**Instructions to follow**
Quote everything in the adversarial detection text from "Score SDE for" down to "unconditional: download link)", with no changes.

**Text section**

—————

Detecting Adversarial Data by Probing Multiple Perturbations Using Expected Perturbation Score

Official PyTorch implementation of the ICML 2023 paper:

Detecting Adversarial Data by Probing Multiple Perturbations Using Expected Perturbation Score

Shuhai Zhang, Feng Liu, Jiahao Yang, Yifan Yang, Changsheng Li, Bo Han, Mingkui Tan

Abstract: Adversarial detection aims to determine whether a given sample is an adversarial one based on the discrepancy between natural and adversarial distributions. Unfortunately, estimating or comparing two data distributions is extremely difficult, especially in high-dimension spaces. Recently, the gradient of log probability density (a.k.a., score) w.r.t. the sample is used as an alternative statistic to compute. However, we find that the score is sensitive in identifying adversarial samples due to insufficient information with one sample only. In this paper, we propose a new statistic called expected perturbation score (EPS), which is essentially the expected score of a sample after various perturbations. Specifically, to obtain adequate information regarding one sample, we perturb it by adding various noises to capture its multi-view observations. We theoretically prove that EPS is a proper statistic to compute the discrepancy between two samples under mild conditions. In practice, we can use a pre-trained diffusion model to estimate EPS for each sample. Last, we propose an EPS-based adversarial detection (EPS-AD) method, in which we develop EPS-based maximum mean discrepancy (MMD) as a metric to measure the discrepancy between the test sample and natural samples. We also prove that the EPS-based MMD between natural and adversarial samples is larger than that among natural samples. Extensive experiments show the superior adversarial detection performance of our EPS-AD.

Requirements

An RTX 3090 with 24 GB of memory.
Python 3.7
Pytorch 1.7.1

Data and pre-trained models

Note that you have to put the datasets in the ./dataset directory.

For the pre-trained diffusion models, you need to first download them from the following links and put them in the ./pretrained directory:

Score SDE for CIFAR-10: (vp/cifar10_ddpmpp_deep_continuous: download link)
Guided Diffusion for ImageNet: (256x256 diffusion unconditional: download link)

—————

Shape annotation entries
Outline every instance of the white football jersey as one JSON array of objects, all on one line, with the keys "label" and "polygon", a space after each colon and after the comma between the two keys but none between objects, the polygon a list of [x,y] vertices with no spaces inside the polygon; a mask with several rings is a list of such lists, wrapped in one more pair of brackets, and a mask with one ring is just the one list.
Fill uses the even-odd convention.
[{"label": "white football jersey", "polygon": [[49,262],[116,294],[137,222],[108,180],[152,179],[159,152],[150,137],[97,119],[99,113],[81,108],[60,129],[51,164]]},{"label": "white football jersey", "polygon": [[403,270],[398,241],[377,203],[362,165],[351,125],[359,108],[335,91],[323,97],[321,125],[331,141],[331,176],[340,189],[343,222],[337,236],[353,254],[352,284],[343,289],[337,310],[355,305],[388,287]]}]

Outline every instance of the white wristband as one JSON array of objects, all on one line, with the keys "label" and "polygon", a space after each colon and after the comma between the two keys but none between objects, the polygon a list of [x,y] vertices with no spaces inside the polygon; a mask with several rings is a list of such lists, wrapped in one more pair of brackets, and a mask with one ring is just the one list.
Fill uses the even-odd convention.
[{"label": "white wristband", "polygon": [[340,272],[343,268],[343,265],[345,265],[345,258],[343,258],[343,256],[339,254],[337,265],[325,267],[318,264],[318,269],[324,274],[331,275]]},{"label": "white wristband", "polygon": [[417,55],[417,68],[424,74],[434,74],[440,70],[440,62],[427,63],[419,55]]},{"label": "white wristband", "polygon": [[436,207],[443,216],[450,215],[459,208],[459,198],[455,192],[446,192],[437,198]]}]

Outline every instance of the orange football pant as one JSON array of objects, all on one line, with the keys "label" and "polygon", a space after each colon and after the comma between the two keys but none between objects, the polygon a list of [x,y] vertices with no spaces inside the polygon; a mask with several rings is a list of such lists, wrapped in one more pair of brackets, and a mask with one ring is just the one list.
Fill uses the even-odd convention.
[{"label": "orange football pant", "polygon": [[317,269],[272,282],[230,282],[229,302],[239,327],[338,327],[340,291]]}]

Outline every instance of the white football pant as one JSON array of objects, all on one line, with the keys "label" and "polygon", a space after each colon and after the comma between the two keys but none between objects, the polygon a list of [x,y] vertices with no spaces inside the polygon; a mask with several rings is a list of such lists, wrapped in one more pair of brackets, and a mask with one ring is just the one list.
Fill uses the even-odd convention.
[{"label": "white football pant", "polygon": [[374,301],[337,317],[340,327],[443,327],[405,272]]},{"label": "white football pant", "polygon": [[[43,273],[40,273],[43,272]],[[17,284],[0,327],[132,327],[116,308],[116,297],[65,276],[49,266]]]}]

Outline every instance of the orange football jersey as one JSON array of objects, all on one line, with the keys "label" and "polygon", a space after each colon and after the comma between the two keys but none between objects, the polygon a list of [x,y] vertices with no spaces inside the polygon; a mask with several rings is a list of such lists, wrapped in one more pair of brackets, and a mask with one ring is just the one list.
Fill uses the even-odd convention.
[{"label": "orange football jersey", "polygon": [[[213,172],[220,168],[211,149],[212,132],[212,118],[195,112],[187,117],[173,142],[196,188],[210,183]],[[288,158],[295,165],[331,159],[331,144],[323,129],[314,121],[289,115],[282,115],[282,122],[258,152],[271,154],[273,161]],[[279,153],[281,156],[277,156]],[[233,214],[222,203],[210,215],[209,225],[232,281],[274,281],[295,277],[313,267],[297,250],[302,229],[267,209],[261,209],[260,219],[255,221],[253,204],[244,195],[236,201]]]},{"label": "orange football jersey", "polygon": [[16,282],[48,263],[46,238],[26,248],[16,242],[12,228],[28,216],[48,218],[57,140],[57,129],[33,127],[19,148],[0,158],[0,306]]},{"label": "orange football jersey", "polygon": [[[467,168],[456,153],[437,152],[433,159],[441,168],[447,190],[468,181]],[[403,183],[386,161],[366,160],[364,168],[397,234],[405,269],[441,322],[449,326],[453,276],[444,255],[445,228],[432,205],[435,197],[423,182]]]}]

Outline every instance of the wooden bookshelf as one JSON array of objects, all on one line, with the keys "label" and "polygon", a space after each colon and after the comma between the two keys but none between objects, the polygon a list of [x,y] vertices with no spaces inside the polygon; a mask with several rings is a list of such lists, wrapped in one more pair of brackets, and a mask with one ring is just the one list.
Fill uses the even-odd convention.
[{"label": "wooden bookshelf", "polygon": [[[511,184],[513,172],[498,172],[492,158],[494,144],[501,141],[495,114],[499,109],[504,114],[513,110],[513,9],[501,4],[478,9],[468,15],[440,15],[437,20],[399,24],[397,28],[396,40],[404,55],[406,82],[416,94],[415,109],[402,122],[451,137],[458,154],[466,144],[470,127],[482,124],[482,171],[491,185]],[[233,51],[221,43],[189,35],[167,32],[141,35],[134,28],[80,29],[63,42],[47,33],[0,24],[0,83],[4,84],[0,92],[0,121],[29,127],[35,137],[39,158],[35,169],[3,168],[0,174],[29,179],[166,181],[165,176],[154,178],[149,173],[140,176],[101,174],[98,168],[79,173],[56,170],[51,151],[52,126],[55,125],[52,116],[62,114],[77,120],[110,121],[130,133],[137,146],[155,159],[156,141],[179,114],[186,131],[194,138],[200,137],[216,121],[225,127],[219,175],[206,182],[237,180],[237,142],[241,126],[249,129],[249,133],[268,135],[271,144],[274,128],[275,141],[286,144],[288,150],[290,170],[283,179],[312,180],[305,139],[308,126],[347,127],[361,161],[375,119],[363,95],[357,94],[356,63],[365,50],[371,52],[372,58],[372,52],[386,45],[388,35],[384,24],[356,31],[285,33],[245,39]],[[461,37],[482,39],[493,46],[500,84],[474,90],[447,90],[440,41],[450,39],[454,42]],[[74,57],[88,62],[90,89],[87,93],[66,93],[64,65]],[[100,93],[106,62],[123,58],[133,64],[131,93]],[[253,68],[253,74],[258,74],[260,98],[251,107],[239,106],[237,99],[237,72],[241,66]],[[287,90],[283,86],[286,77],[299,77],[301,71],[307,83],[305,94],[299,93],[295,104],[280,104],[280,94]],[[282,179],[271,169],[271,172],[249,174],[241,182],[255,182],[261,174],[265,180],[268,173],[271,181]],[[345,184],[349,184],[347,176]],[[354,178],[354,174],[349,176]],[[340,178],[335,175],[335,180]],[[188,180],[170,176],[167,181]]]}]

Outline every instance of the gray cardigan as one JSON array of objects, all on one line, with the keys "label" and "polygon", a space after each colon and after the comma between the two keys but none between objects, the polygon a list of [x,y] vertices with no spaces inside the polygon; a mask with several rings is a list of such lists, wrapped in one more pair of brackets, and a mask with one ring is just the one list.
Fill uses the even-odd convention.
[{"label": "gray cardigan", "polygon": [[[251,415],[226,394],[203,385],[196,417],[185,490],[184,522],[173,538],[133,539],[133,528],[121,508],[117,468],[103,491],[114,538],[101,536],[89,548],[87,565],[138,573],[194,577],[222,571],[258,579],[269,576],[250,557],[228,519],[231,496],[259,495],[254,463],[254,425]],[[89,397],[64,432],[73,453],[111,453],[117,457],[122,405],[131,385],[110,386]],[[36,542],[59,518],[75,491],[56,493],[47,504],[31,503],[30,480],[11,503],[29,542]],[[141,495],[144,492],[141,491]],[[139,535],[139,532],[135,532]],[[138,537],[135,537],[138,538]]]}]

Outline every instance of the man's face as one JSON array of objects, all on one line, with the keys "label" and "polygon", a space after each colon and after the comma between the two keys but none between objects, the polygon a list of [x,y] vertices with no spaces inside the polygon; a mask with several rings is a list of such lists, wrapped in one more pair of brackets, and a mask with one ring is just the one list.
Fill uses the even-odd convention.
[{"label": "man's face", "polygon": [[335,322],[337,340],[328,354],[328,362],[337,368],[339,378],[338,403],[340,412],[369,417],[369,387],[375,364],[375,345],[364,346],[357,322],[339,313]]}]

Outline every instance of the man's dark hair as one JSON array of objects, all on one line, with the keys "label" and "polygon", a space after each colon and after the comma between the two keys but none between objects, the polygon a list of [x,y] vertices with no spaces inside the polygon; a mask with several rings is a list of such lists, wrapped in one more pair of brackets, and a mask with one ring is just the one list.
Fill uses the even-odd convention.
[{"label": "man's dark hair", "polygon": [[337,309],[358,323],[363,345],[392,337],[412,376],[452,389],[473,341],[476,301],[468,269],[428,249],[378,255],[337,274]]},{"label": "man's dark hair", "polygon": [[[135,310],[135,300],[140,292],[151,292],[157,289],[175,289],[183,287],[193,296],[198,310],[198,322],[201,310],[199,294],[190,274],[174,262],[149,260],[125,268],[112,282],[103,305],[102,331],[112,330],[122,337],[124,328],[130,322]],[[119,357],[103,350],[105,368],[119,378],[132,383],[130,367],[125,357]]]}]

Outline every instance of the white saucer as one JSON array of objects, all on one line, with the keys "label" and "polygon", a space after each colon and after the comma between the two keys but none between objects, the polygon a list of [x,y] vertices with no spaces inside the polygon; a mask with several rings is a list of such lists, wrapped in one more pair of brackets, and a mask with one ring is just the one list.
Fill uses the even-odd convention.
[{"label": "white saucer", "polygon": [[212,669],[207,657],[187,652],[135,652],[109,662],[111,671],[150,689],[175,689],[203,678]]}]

—————

**Task output**
Score SDE for CIFAR-10: (vp/cifar10_ddpmpp_deep_continuous: download link)
Guided Diffusion for ImageNet: (256x256 diffusion unconditional: download link)